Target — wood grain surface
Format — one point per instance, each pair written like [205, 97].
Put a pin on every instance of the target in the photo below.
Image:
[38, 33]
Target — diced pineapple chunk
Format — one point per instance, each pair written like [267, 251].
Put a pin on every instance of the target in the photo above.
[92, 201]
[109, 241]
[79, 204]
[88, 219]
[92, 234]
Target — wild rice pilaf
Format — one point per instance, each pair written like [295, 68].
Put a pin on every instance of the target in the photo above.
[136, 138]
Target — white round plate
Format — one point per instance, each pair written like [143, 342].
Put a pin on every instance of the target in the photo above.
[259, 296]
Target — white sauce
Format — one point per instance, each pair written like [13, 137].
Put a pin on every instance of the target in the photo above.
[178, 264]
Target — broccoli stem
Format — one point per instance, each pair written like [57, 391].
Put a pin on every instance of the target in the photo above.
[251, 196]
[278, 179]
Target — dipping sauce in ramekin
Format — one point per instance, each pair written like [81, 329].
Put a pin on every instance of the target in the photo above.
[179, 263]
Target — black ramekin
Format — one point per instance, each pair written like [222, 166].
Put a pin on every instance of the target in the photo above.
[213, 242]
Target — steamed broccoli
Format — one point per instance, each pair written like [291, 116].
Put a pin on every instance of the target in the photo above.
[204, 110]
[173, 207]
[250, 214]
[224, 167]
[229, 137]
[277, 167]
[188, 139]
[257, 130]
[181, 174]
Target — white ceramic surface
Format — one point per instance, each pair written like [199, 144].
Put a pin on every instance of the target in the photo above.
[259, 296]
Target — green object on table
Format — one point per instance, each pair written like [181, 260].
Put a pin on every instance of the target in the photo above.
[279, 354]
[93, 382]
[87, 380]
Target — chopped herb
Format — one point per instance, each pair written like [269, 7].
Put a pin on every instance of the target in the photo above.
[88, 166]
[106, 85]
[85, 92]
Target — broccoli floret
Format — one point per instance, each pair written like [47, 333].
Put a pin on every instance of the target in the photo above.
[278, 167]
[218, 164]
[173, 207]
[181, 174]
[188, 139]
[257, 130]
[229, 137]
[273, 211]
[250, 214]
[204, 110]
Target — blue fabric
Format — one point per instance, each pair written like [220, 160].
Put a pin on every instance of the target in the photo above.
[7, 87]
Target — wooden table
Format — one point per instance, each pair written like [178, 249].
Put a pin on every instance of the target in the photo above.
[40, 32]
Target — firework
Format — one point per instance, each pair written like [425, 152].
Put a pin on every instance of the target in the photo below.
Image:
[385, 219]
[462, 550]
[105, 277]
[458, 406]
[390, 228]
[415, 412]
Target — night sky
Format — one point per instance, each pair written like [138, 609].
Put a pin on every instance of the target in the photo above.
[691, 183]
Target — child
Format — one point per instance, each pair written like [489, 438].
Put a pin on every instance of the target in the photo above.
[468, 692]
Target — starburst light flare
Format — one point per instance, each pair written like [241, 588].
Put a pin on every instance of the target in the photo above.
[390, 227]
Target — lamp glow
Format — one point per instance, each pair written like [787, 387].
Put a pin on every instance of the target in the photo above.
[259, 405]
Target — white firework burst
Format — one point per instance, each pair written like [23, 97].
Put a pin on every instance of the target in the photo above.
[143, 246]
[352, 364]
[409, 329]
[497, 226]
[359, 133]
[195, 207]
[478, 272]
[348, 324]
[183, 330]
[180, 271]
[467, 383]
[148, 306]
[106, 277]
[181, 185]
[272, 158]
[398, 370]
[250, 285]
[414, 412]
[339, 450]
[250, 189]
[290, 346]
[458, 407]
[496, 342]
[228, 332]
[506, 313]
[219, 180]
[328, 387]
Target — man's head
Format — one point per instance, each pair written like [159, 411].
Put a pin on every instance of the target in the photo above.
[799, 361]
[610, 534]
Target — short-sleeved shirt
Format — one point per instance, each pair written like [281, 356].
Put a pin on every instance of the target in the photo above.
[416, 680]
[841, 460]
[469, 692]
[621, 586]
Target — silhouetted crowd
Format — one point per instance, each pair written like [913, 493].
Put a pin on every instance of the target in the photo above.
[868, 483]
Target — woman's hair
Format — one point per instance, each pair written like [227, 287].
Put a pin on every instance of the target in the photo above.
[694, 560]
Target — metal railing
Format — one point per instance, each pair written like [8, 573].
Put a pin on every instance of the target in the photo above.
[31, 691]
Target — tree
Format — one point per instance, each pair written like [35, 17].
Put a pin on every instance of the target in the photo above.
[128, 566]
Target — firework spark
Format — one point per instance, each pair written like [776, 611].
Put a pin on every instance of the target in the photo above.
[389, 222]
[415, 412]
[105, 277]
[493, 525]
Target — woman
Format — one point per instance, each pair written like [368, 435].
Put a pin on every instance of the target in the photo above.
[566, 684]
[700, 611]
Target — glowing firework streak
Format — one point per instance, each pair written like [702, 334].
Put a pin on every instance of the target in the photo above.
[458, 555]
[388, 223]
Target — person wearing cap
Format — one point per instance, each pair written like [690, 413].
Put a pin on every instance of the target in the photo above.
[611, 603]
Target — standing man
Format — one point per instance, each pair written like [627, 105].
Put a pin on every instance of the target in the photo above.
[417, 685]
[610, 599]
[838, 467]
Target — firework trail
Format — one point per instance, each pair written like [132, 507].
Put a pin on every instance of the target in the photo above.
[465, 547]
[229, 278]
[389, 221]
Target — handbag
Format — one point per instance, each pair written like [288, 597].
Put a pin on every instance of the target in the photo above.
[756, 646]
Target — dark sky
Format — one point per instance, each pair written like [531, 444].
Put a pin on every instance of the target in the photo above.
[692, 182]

=-=-=-=-=

What is asked:
Print all of the entries exactly as they are written.

Complete answer:
Target — wood grain surface
Format — one point per instance, each pair written like [205, 97].
Put a pin on every instance of the target in the photo below.
Image:
[38, 33]
Target — diced pineapple chunk
Format — one point per instance, each pair written like [267, 251].
Put a pin on every instance of the target in the photo above.
[92, 201]
[109, 241]
[79, 204]
[88, 219]
[92, 234]
Target — wild rice pilaf
Format — one point per instance, each pair written like [295, 68].
Put a pin on every instance of the target in the photo above.
[136, 138]
Target — white round plate
Format — one point per instance, each pair written like [143, 342].
Put a pin on every instance of the target in the photo above.
[259, 296]
Target — white sauce
Format — one point per instance, each pair written like [13, 137].
Put a pin on every instance of the target in the photo above.
[178, 264]
Target — broccoli stem
Format — one point per instance, each pair written like [57, 391].
Put a pin on every instance of the target in the photo above.
[251, 196]
[278, 179]
Target — dipping sauce in ramekin
Format — one point per instance, each pair written like [81, 329].
Put a pin on every instance of the target in the photo above.
[179, 263]
Target — black ramekin
Format — one point per instance, each pair written like [222, 166].
Put a pin on every instance of the target in the photo above.
[213, 242]
Target — steamed broccoli
Format — one point per instance, each pair written like [291, 116].
Put a pin on every instance of the target in the photo above.
[204, 110]
[173, 207]
[250, 214]
[224, 167]
[229, 137]
[277, 167]
[188, 139]
[257, 130]
[181, 174]
Target — white ceramic surface
Format — one point per instance, each pair written like [199, 144].
Put a pin on every instance of the target in the photo above.
[259, 296]
Target — green object on table
Format — one point per instance, each pair written like [181, 260].
Put a pin on every instance of the target in the photo above.
[279, 354]
[93, 382]
[87, 380]
Target — chopped herb
Format — one point per instance, each pair written like [269, 7].
Put a pin on every instance of the target in the photo above.
[88, 166]
[106, 85]
[85, 92]
Target — broccoli floret
Format — one point per instance, each pair written like [47, 333].
Put a pin on every instance of the target in the photo above.
[278, 167]
[218, 164]
[173, 207]
[181, 174]
[188, 139]
[257, 130]
[229, 137]
[273, 211]
[250, 214]
[204, 110]
Target — blue fabric
Format — one point per instance, each pair written like [220, 160].
Put a pin on every instance of the target in the photo above.
[7, 87]
Target — wooden table
Format — one point per instance, each pair written like [178, 249].
Put a pin on every instance of the target in the photo above.
[40, 32]
Target — firework
Format — one point per instance, each pair written like [425, 152].
Put a pin on every instance of the target in the photo below.
Image:
[385, 219]
[462, 550]
[105, 277]
[458, 406]
[390, 228]
[415, 412]
Target — night sky
Format — one point per instance, each pair written like [138, 609].
Put a pin on every instance of the target in the photo above.
[691, 183]
Target — child
Format — one point per instance, each pair written like [489, 438].
Put a pin on every instance of the target in the photo above.
[468, 692]
Target — starburst light flare
Format — one point per instance, each pair written like [241, 588].
Put a pin on every instance of the target in the photo above.
[390, 227]
Target — lamp glow
Format — one point per instance, each pair written like [787, 387].
Put a pin on every instance of the target in the photo above.
[259, 405]
Target — white firework burst
Format — one point per instance, each pair written like [23, 97].
Put a pin on every instance of the target in the photo above.
[143, 246]
[352, 364]
[409, 329]
[497, 226]
[359, 133]
[195, 207]
[478, 272]
[348, 324]
[183, 330]
[180, 271]
[467, 383]
[148, 306]
[106, 277]
[181, 185]
[272, 158]
[398, 370]
[250, 285]
[414, 412]
[339, 450]
[250, 189]
[290, 346]
[458, 407]
[496, 342]
[228, 332]
[506, 313]
[219, 180]
[328, 387]
Target — man's head
Format — one point per instance, each pair written like [159, 411].
Put a pin on every instance of the target in the photo above.
[799, 361]
[610, 534]
Target — short-sleeved shirt
Format — one point per instance, each pair written like [281, 356].
Put a pin on every instance of the target in the photo above.
[416, 680]
[841, 460]
[469, 692]
[621, 586]
Target — silhouetted crowd
Format — one point per instance, each pair written like [913, 493].
Put a pin on every instance of the target in the photo above.
[868, 483]
Target — woman's hair
Format — one point per instance, each pair written like [227, 287].
Put a pin on every instance of the target in the photo above.
[694, 560]
Target — metal railing
Format — one point per instance, each pair written like [8, 573].
Put a pin on every instance of the target in the photo above.
[31, 691]
Target — tree
Format — one point per instance, each pair written like [35, 17].
Put a pin on every instance of the target in the photo above.
[128, 566]
Target — firework spark
Format — one point per instance, each pair written like [776, 611].
Put a pin on every instance of the target in the photo above.
[389, 222]
[415, 412]
[105, 277]
[493, 525]
Target — woman
Format — one point per instance, each pair written like [368, 435].
Put a pin on every instance of the target in the photo above.
[566, 684]
[700, 611]
Target — glowing firework streak
Format — one point per instance, each pair written like [702, 334].
Put a pin on every instance of the target in the photo above.
[458, 555]
[388, 223]
Target — person wearing cap
Format — one point per instance, each pair written like [690, 413].
Put a pin on every instance of the target in the photo above.
[611, 603]
Target — standing man
Format — one point per instance, each pair written like [627, 105].
Put a pin on every instance of the target in the photo above.
[417, 685]
[610, 599]
[838, 467]
Target — firework trail
Format — one point per instance, each pair written like [132, 507].
Put a pin on every instance of the target in the photo above.
[465, 547]
[229, 278]
[389, 221]
Target — handbag
Format — one point per instance, each pair written like [288, 597].
Put a pin on every instance of the target in the photo above.
[756, 646]
Target — dark sky
Format — one point per instance, each pair written like [531, 444].
Put a pin on every instance of the target in the photo above.
[692, 182]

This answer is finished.